Palavras-chave: new-wave, post-punk, vanguarda
Resumo:
Os anos 80 em Portugal foram o palco de inúmeras bandas que um pouco influenciadas pelos movimentos musicais de outros países conseguiram criar a sua própria estética musical e “abanar” este país de supostos “brandos costumes”. Tanto pela imagem, como pelo recurso a composições musicais refrescantes e de moldes originais, foram muitas as bandas que enriquecerem o panorama musical português da agora nostálgica e sempre apaixonante década de 80.
1- Introdução a Corpo Diplomático
Corpo Diplomático foi uma banda formada em 1979 e que teve uma existência curta, acabando no ano seguinte em 1980. No entanto, durante esse ano de existência gravaram MÚSICA MODERNA. Um bom exemplo de post-punk feito em Portugal. A banda formada por elementos que depois fizeram parte dos Heróis do Mar e Delfins compuseram 8 canções que farão sempre parte do movimento musical vanguardista dos anos 80. Com influências de post-punk, new wave e algum punk mais artístico aliado a letras de cariz algo surreal, MÚSICA MODERNA é um título mais do que adequado para o disco.
Uma das letras mais interessantes do disco pode ser encontrada no terceiro tema, KAYATRONIC. A letra é debitada como um poema e acompanhada por efeitos sonoros e um órgão algo hipnotizante.
O tema que inicia o disco, LISBOA (QUEM QUER COMPRAR UM FERRARI) é recheado de riffs catchy e uma ambiência algo boémia que permeia o resto do disco.
É um disco que permanece na memória de muitas pessoas e cuja originalidade permanece inigualável.
Membros :
Dedos Tubarão (Pedro Ayres Magalhães) (voz, baixo),
Gato Dinamite (aka Flash Gordon)

**LINHAS DE DADOS**

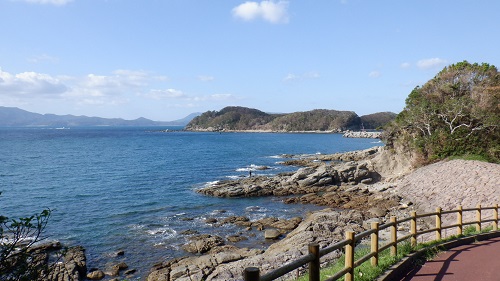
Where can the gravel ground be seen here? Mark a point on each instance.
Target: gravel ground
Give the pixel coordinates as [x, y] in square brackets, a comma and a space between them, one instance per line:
[448, 184]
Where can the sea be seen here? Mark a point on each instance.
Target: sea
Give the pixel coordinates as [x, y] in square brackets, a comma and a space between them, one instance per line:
[133, 189]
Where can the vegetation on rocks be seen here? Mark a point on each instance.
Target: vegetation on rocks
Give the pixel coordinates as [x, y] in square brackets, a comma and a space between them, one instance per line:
[236, 118]
[455, 113]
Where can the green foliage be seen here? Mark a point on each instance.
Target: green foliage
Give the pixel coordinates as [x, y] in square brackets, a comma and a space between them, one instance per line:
[377, 120]
[18, 259]
[456, 113]
[242, 118]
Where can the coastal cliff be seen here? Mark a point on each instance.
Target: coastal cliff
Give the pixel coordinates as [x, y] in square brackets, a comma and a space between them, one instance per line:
[235, 118]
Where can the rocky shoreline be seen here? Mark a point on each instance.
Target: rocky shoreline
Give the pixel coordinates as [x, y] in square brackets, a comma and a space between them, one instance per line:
[356, 188]
[346, 184]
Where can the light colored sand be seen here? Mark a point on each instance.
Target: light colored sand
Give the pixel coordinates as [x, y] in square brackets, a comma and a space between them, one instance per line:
[448, 184]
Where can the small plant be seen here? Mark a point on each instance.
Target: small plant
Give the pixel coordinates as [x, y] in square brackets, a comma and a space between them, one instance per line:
[18, 259]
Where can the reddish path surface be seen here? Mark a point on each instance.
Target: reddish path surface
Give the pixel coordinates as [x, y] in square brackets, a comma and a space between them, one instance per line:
[474, 262]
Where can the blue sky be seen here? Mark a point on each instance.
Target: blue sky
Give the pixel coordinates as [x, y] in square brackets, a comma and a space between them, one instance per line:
[164, 59]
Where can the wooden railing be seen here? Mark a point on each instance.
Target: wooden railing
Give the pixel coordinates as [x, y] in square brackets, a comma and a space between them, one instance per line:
[351, 239]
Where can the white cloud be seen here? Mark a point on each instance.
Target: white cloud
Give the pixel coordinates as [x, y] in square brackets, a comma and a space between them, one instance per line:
[43, 58]
[431, 63]
[374, 74]
[29, 84]
[268, 10]
[166, 94]
[405, 65]
[119, 87]
[206, 78]
[294, 77]
[49, 2]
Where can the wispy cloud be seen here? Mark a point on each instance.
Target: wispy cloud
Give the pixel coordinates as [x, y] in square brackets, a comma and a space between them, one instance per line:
[374, 74]
[119, 87]
[49, 2]
[294, 77]
[43, 58]
[206, 78]
[405, 65]
[431, 63]
[29, 84]
[268, 10]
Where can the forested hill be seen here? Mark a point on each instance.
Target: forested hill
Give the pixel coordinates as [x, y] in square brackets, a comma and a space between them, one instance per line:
[235, 118]
[14, 117]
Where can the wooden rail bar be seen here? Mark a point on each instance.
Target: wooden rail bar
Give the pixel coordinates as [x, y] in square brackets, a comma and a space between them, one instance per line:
[362, 259]
[405, 219]
[287, 268]
[394, 236]
[336, 246]
[314, 265]
[495, 217]
[374, 244]
[363, 234]
[338, 274]
[459, 220]
[401, 239]
[313, 258]
[413, 229]
[478, 218]
[349, 256]
[438, 223]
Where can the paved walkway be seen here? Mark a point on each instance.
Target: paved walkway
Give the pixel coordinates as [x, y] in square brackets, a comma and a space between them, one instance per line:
[474, 262]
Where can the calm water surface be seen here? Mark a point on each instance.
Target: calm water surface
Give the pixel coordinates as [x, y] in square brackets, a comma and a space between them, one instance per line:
[132, 189]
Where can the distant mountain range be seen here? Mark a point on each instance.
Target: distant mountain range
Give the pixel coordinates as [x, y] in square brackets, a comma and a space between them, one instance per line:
[236, 118]
[15, 117]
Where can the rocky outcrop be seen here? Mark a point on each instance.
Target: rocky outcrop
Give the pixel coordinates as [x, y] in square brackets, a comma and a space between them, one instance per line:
[346, 181]
[362, 134]
[72, 268]
[305, 180]
[227, 262]
[203, 243]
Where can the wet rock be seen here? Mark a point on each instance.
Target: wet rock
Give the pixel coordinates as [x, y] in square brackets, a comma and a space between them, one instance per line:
[96, 275]
[211, 220]
[272, 234]
[236, 238]
[203, 243]
[378, 212]
[189, 232]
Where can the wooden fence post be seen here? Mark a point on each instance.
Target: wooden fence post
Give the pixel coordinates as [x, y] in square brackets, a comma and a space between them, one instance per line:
[374, 244]
[251, 274]
[349, 256]
[495, 217]
[459, 220]
[438, 223]
[314, 265]
[394, 236]
[478, 218]
[413, 229]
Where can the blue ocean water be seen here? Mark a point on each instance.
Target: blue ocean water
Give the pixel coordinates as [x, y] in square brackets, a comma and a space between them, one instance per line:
[133, 189]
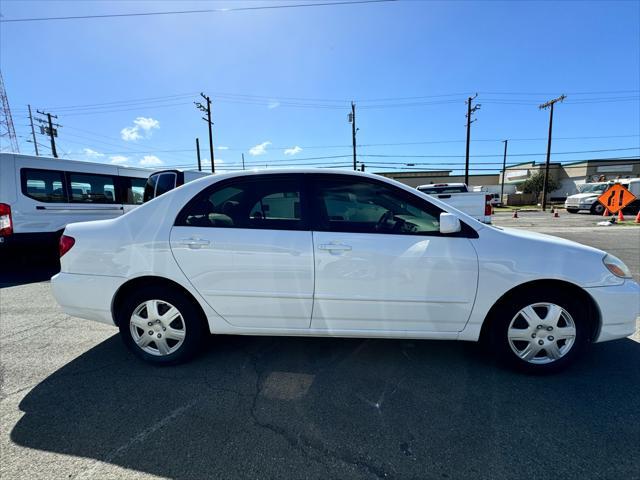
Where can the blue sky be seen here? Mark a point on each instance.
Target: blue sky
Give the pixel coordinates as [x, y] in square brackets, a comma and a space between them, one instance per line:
[284, 78]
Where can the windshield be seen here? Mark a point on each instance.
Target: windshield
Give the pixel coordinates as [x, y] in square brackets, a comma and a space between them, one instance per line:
[593, 187]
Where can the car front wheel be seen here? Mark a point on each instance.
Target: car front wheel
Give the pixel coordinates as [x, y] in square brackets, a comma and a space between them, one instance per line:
[540, 332]
[161, 327]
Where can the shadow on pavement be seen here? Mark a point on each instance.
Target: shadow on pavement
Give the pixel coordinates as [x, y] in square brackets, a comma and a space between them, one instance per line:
[255, 407]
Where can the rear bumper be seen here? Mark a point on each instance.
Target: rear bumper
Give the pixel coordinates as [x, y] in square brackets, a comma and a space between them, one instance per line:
[86, 296]
[619, 309]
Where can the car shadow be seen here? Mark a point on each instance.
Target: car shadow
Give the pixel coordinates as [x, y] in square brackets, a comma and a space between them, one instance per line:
[259, 407]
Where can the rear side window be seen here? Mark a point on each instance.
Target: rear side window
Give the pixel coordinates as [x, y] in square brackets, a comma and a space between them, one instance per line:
[261, 203]
[134, 189]
[91, 188]
[43, 185]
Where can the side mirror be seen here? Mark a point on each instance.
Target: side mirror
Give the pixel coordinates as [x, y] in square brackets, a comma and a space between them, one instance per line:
[449, 223]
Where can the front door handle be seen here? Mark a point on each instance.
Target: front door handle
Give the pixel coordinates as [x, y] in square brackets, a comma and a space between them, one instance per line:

**TAREFAS**
A. Traduza para inglês esta frase do texto sobre a banda Corpo Diplomático: "É um disco que permanece na memória de muitas pessoas e cuja originalidade permanece inigualável."
B. Dê seguimento ao texto sobre a banda Corpo Diplomático a partir do ponto em que termina.

**LISTA DE RESPOSTAS**
A. It is a record that remains in the memory of many people and whose originality remains unmatched.

B.
Emanuel Ramalho (bateria, percussão, voz),
Rocky Tango (aka Ultravioleta, Paulo Pedro Gonçalves) (voz),
Falso Alarme (guitarra, voz),
Carlos Maria (teclas, voz),
Choque Eléctrico (sintetizador, voz)
Clube Naval foi uma banda formada em Lisboa que teve uma existência curtíssima e que editou apenas um single que se tornou bastante conhecido e alvo até de algumas piadas. O single em questão, PROFESSOR XAVIER é uma música pop extremamente dançável, aliada a um refrão inesquecível. Foi editado em 1983 com mais um tema, SALVA-VIDAS e no vinil constam duas versões diferentes desses temas. O tema foi eventualmente repescado e surgiu na compilação editada em 2008, LUSO POP.
Membros:
Godinho (voz),
Salema (voz)
Salema (voz)
Street Kids foi uma banda formada em 1979 em Lisboa e que editou em 1982 o disco TRAUMA composto por nove temas. É notória a influência new wave e inclinações synth pop durante todo o disco. Apesar do tom “colorido” das melodias e das inclinações para a pista de dança, há sofisticação na composição e algum cuidado para não cair em fórmulas. As letras também contêm alguma contestação social como em TROPA NÃO e PROGRESSO. Há também instrumentais surpreendentes como o tema ISRAEL e NOVA ATITUDE. É um disco marcante de new-wave português que detém o prestigio de não soar datado.
Membros:
Nuno Rebelo (baixo),
Luís Ventura (aka Mané) (voz),
Eduardo Sobral Pimentel (guitarra),
Nuno Canavarro (aka Nuno II) (teclas, 1980-83),
Flash Gordon (Emanuel Ramalho) (bateria, 1980-83)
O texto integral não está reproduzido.